**TEXT:**
──────────

Title: Sleeper
Author: Kayley Loring
Genre: Contemporary Romance
SHANE MILLER SLEEP DIARY:
Went to bed at: Late.
How long it took to fall asleep: Forever. I have insomnia. Duh.
Number of caffeinated beverages you had consumed: Zero. Thanks for advising me to quit!
My stress level is off the charts.
I can’t sleep right on a normal day, and lately my days are filled with the best kind of chaos.
My ex-wife and husband number two are filming in Poland for three months,
so I’m turning down movie parts to focus on the most important role of my life—
impossibly charming and somewhat capable young single dad.
My son won’t stop asking questions.
My daughter won’t brush her teeth unless I sing her showtunes.
Our regular nanny quit.
The only person I could trust to hire as a temp nanny is my best friend’s sister.
If Mary Poppins and Bill Murray had a baby it would be Willa.
Fresh out of grad school and beautifully weird.
She hates my movies, and my kids adore her.
I couldn’t sleep last night because she wasn’t here.
Turns out I can’t sleep unless she’s in my house now.
Turns out she’s what’s been missing from my life all along.
If my friend had any idea what I want to do to his gorgeous troublemaker of a sister,
he would smother me with a pillow.
The chances of us succeeding as a couple are about as good as that little indie movie
that I made being a huge hit.
But it’s a chance I’m going to take.
Right now you can grab Sleeper for only 99 cents! #EasyOneClick
Oh my goodness…I love Shane’s note!
Keep reading to see the full Love Note!

──────────

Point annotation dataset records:
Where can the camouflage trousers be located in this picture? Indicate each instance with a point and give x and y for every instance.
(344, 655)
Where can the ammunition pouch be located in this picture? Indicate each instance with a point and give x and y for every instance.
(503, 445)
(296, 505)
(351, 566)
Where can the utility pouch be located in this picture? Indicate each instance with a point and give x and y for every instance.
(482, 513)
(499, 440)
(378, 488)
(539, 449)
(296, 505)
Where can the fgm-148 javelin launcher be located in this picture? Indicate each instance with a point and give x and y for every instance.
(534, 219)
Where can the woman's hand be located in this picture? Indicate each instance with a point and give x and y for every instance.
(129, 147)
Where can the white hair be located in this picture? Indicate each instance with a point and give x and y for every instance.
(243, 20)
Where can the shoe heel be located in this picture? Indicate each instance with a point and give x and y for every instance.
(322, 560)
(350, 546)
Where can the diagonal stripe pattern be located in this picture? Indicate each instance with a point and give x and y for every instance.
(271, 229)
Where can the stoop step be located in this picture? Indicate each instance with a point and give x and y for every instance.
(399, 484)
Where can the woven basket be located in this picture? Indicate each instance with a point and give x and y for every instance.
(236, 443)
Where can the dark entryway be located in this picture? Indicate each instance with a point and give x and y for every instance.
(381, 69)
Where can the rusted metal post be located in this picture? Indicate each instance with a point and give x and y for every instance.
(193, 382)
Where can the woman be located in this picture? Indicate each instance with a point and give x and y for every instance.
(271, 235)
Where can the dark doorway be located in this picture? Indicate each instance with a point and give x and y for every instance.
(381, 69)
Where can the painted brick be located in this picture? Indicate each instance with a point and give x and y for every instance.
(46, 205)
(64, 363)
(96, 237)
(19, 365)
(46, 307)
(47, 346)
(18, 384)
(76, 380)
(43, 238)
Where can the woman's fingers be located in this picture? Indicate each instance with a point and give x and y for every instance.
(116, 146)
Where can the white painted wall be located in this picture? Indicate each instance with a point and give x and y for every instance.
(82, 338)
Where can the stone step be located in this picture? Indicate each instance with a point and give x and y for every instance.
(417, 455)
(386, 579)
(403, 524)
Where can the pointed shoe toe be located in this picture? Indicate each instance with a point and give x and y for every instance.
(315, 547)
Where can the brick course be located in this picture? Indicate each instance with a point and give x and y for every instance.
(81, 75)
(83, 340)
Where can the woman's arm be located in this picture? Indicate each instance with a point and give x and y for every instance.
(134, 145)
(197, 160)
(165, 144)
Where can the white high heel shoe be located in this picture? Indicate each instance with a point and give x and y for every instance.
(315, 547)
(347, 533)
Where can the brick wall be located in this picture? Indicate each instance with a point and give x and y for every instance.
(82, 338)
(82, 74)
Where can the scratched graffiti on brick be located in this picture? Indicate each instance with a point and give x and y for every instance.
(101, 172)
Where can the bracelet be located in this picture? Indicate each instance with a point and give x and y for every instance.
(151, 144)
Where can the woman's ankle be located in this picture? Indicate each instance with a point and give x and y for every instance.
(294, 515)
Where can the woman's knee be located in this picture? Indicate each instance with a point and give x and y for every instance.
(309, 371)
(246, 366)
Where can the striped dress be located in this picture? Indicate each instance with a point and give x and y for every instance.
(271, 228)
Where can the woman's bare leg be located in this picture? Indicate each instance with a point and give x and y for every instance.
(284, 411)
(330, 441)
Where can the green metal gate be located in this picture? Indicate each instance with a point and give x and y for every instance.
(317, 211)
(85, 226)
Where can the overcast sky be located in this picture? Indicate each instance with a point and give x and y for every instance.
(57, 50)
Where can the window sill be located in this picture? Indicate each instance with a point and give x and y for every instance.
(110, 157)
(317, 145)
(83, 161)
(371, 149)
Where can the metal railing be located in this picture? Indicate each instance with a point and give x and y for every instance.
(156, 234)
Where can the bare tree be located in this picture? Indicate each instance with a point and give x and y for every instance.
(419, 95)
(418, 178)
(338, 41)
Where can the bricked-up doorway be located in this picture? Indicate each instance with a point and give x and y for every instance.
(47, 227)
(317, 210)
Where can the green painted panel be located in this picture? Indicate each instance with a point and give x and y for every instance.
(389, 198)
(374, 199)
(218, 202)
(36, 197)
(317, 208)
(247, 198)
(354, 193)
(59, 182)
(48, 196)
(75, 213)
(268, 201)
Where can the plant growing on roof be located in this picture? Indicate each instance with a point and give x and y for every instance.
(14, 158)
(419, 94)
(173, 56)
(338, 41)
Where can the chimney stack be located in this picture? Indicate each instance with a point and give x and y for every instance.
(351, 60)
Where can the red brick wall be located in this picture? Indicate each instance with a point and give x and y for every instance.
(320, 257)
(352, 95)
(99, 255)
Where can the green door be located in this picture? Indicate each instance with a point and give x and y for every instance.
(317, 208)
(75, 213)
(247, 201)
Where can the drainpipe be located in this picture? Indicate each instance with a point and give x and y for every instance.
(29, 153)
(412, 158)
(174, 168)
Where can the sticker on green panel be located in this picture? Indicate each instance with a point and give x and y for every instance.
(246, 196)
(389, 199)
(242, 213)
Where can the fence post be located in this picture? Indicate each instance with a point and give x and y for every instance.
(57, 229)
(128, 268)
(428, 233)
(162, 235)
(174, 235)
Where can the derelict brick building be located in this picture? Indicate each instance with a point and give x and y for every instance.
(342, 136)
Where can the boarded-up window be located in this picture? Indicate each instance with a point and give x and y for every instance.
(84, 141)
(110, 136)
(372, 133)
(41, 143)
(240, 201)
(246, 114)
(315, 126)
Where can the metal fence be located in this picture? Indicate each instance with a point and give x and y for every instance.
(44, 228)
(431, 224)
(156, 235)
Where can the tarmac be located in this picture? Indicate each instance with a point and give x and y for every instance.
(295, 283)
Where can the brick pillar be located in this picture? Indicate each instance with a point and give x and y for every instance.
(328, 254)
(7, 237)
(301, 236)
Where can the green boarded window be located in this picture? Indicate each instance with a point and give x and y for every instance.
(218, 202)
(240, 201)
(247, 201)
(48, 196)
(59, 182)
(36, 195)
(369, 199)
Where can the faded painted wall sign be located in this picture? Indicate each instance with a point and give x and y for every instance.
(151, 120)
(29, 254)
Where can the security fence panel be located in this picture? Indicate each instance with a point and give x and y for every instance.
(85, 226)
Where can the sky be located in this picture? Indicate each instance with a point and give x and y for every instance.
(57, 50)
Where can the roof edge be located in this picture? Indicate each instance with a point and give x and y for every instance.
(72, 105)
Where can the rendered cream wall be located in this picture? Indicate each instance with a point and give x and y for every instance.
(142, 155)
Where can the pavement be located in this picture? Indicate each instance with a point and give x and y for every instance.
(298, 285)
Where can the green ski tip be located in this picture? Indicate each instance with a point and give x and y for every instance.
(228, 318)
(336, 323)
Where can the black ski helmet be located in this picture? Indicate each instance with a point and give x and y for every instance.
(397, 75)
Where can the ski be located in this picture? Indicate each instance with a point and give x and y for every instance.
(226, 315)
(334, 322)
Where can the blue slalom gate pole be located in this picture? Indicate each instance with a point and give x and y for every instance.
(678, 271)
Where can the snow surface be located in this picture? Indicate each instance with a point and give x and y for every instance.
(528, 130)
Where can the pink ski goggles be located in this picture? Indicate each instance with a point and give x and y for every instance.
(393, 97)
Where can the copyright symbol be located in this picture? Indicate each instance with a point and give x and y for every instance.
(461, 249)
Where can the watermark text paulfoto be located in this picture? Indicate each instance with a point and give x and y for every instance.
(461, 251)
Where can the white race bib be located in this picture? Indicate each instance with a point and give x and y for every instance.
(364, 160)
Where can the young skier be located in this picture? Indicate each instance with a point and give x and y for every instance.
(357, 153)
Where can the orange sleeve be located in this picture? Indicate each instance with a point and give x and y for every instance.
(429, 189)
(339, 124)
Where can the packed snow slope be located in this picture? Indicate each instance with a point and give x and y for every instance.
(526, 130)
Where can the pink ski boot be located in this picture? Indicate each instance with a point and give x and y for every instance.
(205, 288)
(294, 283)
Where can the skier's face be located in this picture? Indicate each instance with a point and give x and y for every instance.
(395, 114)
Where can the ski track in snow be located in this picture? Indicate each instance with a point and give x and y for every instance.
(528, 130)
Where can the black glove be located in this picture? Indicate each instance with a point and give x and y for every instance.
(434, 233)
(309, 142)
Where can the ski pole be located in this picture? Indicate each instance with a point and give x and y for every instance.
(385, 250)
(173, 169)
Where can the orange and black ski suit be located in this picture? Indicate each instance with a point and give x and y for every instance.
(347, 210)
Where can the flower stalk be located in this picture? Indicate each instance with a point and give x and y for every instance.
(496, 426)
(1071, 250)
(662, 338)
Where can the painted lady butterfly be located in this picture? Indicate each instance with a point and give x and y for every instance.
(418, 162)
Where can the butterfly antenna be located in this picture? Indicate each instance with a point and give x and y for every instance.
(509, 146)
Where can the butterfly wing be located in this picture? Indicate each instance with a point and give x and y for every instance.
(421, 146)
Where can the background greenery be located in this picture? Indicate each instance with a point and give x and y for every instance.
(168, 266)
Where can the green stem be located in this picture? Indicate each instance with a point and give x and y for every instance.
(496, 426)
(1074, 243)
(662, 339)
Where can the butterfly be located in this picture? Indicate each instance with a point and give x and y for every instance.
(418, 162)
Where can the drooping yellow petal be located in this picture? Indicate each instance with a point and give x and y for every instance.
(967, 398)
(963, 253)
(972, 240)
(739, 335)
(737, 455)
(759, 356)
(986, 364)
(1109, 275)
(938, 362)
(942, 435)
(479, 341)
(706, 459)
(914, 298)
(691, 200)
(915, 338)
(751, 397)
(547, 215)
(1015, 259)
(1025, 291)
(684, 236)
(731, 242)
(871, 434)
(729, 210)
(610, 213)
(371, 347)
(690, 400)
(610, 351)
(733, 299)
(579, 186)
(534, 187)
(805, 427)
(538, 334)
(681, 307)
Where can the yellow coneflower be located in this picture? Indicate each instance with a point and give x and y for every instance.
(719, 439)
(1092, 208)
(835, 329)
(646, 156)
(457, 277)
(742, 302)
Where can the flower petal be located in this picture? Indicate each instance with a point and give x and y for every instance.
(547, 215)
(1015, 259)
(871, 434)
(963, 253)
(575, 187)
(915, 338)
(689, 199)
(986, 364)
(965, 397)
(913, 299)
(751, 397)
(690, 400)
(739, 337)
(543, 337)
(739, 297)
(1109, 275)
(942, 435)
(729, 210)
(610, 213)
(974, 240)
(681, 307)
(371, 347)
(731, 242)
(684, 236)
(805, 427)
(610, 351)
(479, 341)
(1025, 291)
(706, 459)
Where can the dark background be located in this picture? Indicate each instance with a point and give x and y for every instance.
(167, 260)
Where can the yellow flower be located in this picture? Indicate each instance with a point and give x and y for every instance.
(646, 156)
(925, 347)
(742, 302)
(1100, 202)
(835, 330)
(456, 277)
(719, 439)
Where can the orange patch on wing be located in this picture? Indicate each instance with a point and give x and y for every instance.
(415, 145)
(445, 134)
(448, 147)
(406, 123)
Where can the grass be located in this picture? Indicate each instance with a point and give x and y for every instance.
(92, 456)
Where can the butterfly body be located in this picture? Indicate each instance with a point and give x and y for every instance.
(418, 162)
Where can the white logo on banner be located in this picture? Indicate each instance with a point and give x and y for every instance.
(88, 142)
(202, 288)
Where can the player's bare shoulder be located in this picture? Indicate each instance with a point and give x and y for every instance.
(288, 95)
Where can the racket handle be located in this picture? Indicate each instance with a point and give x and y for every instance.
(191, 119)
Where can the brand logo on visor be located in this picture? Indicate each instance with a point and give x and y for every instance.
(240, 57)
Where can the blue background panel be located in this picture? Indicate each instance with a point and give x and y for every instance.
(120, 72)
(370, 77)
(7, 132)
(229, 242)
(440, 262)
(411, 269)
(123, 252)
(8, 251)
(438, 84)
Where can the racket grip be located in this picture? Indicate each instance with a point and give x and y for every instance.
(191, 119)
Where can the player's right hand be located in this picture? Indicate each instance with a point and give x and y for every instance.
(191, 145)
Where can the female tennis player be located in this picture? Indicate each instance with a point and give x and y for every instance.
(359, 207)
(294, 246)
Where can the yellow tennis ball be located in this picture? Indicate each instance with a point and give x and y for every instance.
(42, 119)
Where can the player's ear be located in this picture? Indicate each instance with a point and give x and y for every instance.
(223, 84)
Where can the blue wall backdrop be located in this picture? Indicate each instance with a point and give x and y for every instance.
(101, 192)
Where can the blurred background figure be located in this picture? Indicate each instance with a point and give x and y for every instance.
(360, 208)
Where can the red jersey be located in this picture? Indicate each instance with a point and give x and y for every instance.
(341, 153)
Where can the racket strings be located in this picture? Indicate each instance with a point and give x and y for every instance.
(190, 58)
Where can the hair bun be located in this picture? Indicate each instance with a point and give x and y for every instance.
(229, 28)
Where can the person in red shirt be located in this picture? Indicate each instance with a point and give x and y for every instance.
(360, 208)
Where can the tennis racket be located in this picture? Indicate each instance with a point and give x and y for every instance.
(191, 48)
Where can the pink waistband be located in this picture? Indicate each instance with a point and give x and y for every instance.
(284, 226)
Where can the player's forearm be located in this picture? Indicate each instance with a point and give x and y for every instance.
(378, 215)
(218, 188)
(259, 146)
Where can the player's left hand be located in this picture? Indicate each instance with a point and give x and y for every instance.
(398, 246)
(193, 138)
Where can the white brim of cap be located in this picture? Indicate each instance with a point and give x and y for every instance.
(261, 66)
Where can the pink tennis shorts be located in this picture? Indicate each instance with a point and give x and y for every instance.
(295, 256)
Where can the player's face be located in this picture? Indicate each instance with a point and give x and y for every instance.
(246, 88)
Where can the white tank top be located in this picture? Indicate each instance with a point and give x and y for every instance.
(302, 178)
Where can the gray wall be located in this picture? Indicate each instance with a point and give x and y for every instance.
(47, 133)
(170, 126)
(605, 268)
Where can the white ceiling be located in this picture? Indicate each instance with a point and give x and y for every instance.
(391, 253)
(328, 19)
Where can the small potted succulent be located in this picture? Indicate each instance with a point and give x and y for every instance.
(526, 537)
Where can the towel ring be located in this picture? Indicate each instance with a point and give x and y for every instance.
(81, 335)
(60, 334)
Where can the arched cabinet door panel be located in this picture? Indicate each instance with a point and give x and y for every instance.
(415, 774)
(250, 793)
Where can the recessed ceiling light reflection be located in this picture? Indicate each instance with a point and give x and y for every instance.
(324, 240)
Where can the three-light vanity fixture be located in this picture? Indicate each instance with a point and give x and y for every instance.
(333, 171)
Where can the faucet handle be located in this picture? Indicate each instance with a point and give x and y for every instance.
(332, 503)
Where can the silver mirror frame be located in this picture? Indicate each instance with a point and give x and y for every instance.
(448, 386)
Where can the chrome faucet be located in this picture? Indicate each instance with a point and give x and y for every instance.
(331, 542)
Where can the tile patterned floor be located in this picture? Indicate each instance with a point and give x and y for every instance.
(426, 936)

──────────

**EXERCISE DESCRIPTION:**
Quote the Sleeper blurb, giving everything from "Title: Sleeper" down to "have insomnia. Duh.".

**REPLY:**
Title: Sleeper
Author: Kayley Loring
Genre: Contemporary Romance
SHANE MILLER SLEEP DIARY:
Went to bed at: Late.
How long it took to fall asleep: Forever. I have insomnia. Duh.